▸ **YOUR GOAL**
Every line of the data below needs to be reproduced exactly.

——————

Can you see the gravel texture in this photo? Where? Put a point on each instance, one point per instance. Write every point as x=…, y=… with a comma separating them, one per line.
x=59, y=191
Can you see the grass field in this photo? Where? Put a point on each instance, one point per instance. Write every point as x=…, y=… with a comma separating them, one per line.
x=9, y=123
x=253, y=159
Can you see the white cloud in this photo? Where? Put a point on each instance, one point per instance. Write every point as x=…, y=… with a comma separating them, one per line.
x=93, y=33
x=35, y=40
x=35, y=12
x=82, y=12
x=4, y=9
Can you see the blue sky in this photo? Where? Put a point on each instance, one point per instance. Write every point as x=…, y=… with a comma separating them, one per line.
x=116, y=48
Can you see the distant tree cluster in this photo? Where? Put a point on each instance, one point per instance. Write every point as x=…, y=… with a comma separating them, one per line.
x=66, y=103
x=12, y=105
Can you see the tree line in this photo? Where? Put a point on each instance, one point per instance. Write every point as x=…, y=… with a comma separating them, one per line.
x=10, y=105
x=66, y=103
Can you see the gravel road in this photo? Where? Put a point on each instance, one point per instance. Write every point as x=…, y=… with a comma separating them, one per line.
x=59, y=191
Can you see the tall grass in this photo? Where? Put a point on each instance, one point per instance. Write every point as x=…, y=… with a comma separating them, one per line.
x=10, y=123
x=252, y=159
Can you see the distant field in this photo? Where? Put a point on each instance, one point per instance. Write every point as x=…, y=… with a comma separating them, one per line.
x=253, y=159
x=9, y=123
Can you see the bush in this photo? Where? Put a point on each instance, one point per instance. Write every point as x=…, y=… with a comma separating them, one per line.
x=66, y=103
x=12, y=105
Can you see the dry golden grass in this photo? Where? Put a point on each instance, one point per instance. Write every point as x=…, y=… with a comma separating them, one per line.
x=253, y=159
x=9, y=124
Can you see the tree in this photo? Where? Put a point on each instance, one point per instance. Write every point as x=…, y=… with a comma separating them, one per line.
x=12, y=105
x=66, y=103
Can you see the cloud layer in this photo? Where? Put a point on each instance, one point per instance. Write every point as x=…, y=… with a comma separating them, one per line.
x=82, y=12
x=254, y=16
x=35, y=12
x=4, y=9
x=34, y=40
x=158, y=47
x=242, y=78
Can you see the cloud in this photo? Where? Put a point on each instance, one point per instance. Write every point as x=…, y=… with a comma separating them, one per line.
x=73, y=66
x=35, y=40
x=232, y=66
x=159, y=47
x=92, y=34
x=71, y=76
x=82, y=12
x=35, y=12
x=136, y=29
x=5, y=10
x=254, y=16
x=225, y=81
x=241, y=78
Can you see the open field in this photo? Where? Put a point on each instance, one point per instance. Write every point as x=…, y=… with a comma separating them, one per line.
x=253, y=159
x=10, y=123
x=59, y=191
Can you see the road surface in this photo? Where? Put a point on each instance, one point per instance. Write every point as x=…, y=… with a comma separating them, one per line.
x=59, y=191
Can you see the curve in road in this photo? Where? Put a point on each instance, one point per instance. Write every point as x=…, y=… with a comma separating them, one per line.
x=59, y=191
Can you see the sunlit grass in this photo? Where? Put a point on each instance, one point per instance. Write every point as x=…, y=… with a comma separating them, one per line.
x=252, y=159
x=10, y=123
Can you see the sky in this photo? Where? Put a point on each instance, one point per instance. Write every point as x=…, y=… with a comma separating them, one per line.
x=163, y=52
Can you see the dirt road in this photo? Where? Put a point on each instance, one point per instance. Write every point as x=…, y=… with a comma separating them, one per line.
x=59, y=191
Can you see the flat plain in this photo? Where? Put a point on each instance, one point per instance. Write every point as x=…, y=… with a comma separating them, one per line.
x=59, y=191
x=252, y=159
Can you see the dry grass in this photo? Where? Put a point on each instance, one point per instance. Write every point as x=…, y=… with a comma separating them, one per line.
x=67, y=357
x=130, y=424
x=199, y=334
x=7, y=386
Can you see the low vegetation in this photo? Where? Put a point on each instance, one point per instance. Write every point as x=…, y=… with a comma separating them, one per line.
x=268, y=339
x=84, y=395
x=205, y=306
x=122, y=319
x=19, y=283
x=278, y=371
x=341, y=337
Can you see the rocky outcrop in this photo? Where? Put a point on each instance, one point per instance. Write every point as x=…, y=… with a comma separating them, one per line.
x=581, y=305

——————

▸ **SOLUTION FOR THIS TASK**
Can you see the gravel texture in this photo? Where? Put a point on each instance, one point per instance. Write every point as x=…, y=… with a comma separating them, one per line.
x=59, y=191
Can you see the grass field in this photo? Where? Put a point on each instance, one point per instance. Write every point as x=…, y=… with a comma separating them, one per line.
x=9, y=123
x=253, y=159
Can you see the white cloud in this photo? Where? Put a point on each instance, one point per instance. Write every point as x=…, y=… with a comma separating them, one per line.
x=93, y=33
x=35, y=40
x=35, y=12
x=82, y=12
x=4, y=9
Can you see the blue sky in this photo? Where? Put a point on each instance, one point per instance. Write every point as x=…, y=… with a comma separating them, one per line.
x=116, y=48
Can you see the distant tree cluster in this photo? Where? Put a point on each instance, one point per instance. Write every point as x=…, y=… with a comma separating them, one per line.
x=66, y=103
x=12, y=105
Can you see the tree line in this photo? Where? Put a point on each instance, one point per instance. Write every point as x=…, y=… with a comma separating them, one per line.
x=10, y=105
x=66, y=103
Can you see the gravel road in this photo? Where? Put a point on each instance, one point per instance. Write every point as x=…, y=… with a comma separating them, one per line.
x=59, y=191
Can you see the tall grass in this photo? Where? Put a point on each instance, one point per instance. Write every point as x=…, y=… with a comma separating them, one per line.
x=10, y=123
x=252, y=159
Can you see the distant field in this photo? Where? Put a point on each instance, one point per instance. Write every point as x=…, y=… with a comma separating them, one per line.
x=253, y=159
x=9, y=123
Can you see the bush in this photo? Where? Put a point on each instance, one point per instance. Write every point as x=…, y=… with a comma separating them, one per line.
x=66, y=103
x=12, y=105
Can you see the dry golden grass in this photo? Where? Put a point on each instance, one point per instance. Write every point as x=…, y=… with a comma separating them, one per line.
x=253, y=159
x=9, y=124
Can you see the tree in this photo? Where? Put a point on each instance, one point per instance. Write every point as x=…, y=… with a comma separating them, one per line.
x=12, y=105
x=66, y=103
Can you see the cloud layer in this photo? Where? Put a point on each instance, one point per instance. Write every point as x=…, y=… with a comma separating them, one per line.
x=82, y=12
x=254, y=16
x=35, y=12
x=4, y=9
x=34, y=40
x=158, y=47
x=242, y=78
Can you see the cloud in this photo? Where? Put a point on each instance, one point per instance. Write every point as x=…, y=… with a comma separating them, one per line.
x=73, y=66
x=35, y=40
x=232, y=66
x=159, y=47
x=92, y=34
x=71, y=76
x=82, y=12
x=35, y=12
x=136, y=29
x=5, y=10
x=254, y=16
x=225, y=81
x=241, y=78
Can you see the open field in this photo? Where? Put a point on each instance, one point per instance. Write every point as x=…, y=… with a comma separating them, one per line.
x=253, y=159
x=10, y=123
x=59, y=191
Can you see the road surface in this photo? Where? Put a point on each instance, one point per instance. Write every point as x=…, y=… with a comma separating them, one per line.
x=59, y=191
Can you see the curve in road in this photo? Where? Put a point on each instance, one point per instance. Write every point as x=…, y=… with a comma separating them, one per line.
x=59, y=191
Can you see the sunlit grass in this photo? Where? Put a point on each instance, one point per instance. Write every point as x=…, y=… with a comma separating them, one per line.
x=252, y=159
x=10, y=123
Can you see the sky in this photo? Where? Put a point on each instance, one point per instance. Write every point as x=…, y=… with a comma separating them, one per line.
x=163, y=52
Can you see the dirt road in this photo? Where? Put a point on each instance, one point per instance. Write every point as x=…, y=… with a comma separating them, one per line.
x=59, y=191
Can you see the flat plain in this photo? Where? Put a point on each instance, one point per instance. Write every point as x=…, y=… with a comma separating them, one per line.
x=59, y=191
x=252, y=159
Can you see the dry grass in this photo? Where? Put a point on each instance, one point per instance. Write every point as x=…, y=… with a comma separating them, one per line.
x=67, y=357
x=130, y=424
x=199, y=334
x=7, y=386
Can you see the low vegetation in this photo? Where? Put a point on each instance, one point per instance. Write every point as x=…, y=… with a comma separating them, one per line.
x=268, y=339
x=84, y=395
x=205, y=306
x=122, y=319
x=19, y=283
x=278, y=371
x=341, y=337
Can you see the rocky outcrop in this photo? Where? Put a point on each instance, one point per instance. Write every point as x=…, y=… with a comma separating them, one per line.
x=581, y=305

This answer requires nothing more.